Return each entry exactly, so that nothing in the data differs from the original.

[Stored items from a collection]
Start of Block
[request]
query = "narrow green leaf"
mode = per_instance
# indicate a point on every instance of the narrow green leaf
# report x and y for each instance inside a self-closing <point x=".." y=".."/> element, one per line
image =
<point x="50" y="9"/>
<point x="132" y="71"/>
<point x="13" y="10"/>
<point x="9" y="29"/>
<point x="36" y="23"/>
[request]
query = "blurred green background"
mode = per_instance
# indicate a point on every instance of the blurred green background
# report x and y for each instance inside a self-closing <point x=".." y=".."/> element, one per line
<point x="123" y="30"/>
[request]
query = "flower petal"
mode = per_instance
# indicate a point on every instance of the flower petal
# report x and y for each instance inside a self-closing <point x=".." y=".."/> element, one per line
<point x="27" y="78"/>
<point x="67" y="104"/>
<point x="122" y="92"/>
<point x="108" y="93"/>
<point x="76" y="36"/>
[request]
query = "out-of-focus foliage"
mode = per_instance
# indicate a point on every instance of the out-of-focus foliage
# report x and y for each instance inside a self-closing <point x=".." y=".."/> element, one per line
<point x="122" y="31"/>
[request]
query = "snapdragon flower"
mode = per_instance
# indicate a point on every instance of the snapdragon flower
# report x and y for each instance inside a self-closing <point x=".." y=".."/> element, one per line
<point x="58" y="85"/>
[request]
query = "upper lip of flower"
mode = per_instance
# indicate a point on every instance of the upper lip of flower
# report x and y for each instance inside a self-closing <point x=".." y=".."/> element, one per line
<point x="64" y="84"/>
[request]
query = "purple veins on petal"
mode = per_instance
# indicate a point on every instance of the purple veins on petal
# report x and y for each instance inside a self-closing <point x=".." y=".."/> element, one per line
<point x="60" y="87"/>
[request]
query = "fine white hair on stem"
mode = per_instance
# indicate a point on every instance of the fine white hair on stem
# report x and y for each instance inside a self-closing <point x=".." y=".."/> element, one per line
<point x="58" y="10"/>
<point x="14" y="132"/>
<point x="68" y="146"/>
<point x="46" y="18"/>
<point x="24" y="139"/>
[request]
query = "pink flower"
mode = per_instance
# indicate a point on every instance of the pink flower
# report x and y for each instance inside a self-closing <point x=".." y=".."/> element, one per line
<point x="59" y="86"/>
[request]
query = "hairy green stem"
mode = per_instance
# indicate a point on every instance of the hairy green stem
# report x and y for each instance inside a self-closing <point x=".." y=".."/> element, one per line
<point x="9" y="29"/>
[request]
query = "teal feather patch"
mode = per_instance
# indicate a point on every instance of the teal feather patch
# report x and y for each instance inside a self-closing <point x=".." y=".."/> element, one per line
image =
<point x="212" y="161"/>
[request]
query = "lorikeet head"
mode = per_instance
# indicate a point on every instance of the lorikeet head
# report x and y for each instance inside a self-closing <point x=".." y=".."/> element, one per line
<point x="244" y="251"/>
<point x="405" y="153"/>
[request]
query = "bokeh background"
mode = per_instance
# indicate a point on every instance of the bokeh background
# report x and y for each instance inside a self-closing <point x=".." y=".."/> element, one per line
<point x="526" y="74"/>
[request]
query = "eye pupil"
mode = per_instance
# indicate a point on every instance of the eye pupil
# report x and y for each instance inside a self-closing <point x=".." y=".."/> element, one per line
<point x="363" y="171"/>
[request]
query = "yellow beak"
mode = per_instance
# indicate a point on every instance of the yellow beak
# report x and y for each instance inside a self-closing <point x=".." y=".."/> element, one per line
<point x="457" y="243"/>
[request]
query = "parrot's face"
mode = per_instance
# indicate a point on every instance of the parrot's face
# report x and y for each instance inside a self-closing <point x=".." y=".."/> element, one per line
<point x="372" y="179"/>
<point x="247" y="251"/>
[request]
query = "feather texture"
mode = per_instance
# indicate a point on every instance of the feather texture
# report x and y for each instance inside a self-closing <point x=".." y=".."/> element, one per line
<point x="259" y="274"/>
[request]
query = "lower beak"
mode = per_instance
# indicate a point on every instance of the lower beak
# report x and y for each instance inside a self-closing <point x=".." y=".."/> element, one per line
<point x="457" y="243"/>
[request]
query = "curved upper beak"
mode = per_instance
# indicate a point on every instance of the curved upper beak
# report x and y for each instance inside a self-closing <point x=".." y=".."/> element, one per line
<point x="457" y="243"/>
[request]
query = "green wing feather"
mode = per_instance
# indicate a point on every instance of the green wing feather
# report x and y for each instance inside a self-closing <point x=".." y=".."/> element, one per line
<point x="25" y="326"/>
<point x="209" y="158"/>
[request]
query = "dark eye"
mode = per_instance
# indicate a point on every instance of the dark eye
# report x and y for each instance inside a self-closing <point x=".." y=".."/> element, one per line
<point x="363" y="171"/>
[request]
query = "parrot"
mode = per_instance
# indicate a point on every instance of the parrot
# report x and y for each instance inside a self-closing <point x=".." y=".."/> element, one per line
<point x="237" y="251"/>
End of Block
→ **PROBLEM SOLUTION**
[request]
query = "narrow green leaf"
mode = per_instance
# indicate a point on every instance of the narrow green leaf
# report x and y for each instance inside a self-closing <point x=".." y=".."/> element, one per line
image =
<point x="50" y="9"/>
<point x="132" y="71"/>
<point x="13" y="10"/>
<point x="9" y="29"/>
<point x="36" y="23"/>
[request]
query = "blurred green background"
mode = per_instance
# indicate a point on every instance of the blurred green background
# report x and y for each instance inside a self-closing <point x=".." y=".."/> element, one per line
<point x="123" y="30"/>
[request]
query = "flower petal"
mode = per_instance
# indicate a point on every instance of the flower petal
# report x and y for each instance inside a self-closing <point x=".." y=".."/> element, one per line
<point x="27" y="78"/>
<point x="67" y="104"/>
<point x="122" y="92"/>
<point x="108" y="93"/>
<point x="76" y="36"/>
[request]
query = "out-of-focus foliage"
mode = per_instance
# indicate a point on every instance of the out-of-focus foliage
# report x and y for each instance inside a self-closing <point x=".." y=".."/> element, one per line
<point x="122" y="31"/>
[request]
query = "snapdragon flower"
mode = per_instance
# indicate a point on every instance of the snapdragon flower
# report x and y for each instance inside a self-closing <point x=".." y=".."/> element, one per line
<point x="58" y="85"/>
[request]
query = "upper lip of flower"
mode = per_instance
# indicate a point on every instance of the upper lip of flower
# report x and y for each instance inside a self-closing <point x=".." y=".."/> element, one per line
<point x="64" y="84"/>
[request]
query = "purple veins on petal"
mode = per_instance
# indicate a point on every instance of the purple veins on petal
# report x and y for each instance inside a self-closing <point x=".." y=".."/> element, one per line
<point x="60" y="87"/>
[request]
query = "fine white hair on stem"
mode = per_instance
# indicate a point on every instance of the fine white hair on stem
# report x and y for each instance inside a self-closing <point x=".." y=".."/> element, one per line
<point x="58" y="10"/>
<point x="14" y="132"/>
<point x="68" y="146"/>
<point x="46" y="18"/>
<point x="24" y="139"/>
[request]
query = "pink flower"
mode = per_instance
# indicate a point on every instance of the pink flower
# report x and y for each instance inside a self-closing <point x=".." y=".."/> element, one per line
<point x="59" y="86"/>
[request]
query = "hairy green stem"
mode = per_instance
# indicate a point on every instance of the hairy green stem
# report x and y for each instance inside a self-closing <point x=".." y=".."/> element, one per line
<point x="9" y="29"/>
[request]
query = "teal feather patch"
mode = per_instance
# indicate a point on every instance of the teal feather patch
# report x and y for each instance inside a self-closing <point x=".." y=".."/> element, one per line
image =
<point x="212" y="161"/>
[request]
query = "lorikeet head"
mode = per_instance
# indicate a point on every instance of the lorikeet head
# report x and y for each instance inside a self-closing <point x=".." y=".."/> element, one per line
<point x="244" y="251"/>
<point x="405" y="153"/>
[request]
query = "bokeh background"
mode = per_instance
# indicate a point on every instance of the bokeh background
# report x and y for each instance inside a self-closing <point x=".." y=".."/> element, one per line
<point x="526" y="74"/>
[request]
query = "eye pupil"
mode = per_instance
# indicate a point on every instance of the eye pupil
# report x and y for each instance inside a self-closing <point x=".." y=".."/> element, one per line
<point x="363" y="171"/>
[request]
query = "yellow beak"
mode = per_instance
# indicate a point on every instance of the yellow beak
# report x and y for each instance inside a self-closing <point x=".." y=".."/> element, one per line
<point x="457" y="243"/>
[request]
query = "parrot's face"
mode = per_instance
# indicate a point on every instance of the parrot's face
# report x and y for each instance inside a self-closing <point x=".." y=".."/> element, one per line
<point x="372" y="179"/>
<point x="247" y="251"/>
[request]
query = "feather texture"
mode = per_instance
# indicate a point on every instance of the feather texture
# report x and y for each instance inside a self-closing <point x=".." y=".."/> element, one per line
<point x="259" y="274"/>
[request]
query = "lower beak"
mode = per_instance
# indicate a point on every instance of the lower beak
# report x and y for each instance inside a self-closing <point x=".." y=".."/> element, one per line
<point x="457" y="243"/>
[request]
query = "curved upper beak"
mode = per_instance
# indicate a point on every instance of the curved upper beak
# report x and y for each instance inside a self-closing <point x=".." y=".."/> element, one per line
<point x="457" y="243"/>
[request]
query = "green wing feather"
mode = per_instance
# indicate a point on every instance of the green wing feather
# report x and y for each instance inside a self-closing <point x=".." y=".."/> element, one per line
<point x="25" y="326"/>
<point x="209" y="158"/>
[request]
query = "dark eye"
mode = per_instance
# indicate a point on every instance of the dark eye
# report x and y for each instance inside a self-closing <point x=".." y=".."/> element, one per line
<point x="363" y="171"/>
[request]
query = "parrot"
mode = per_instance
# indicate a point on every instance of the parrot
# report x and y for each instance inside a self-closing <point x=".." y=".."/> element, one per line
<point x="237" y="251"/>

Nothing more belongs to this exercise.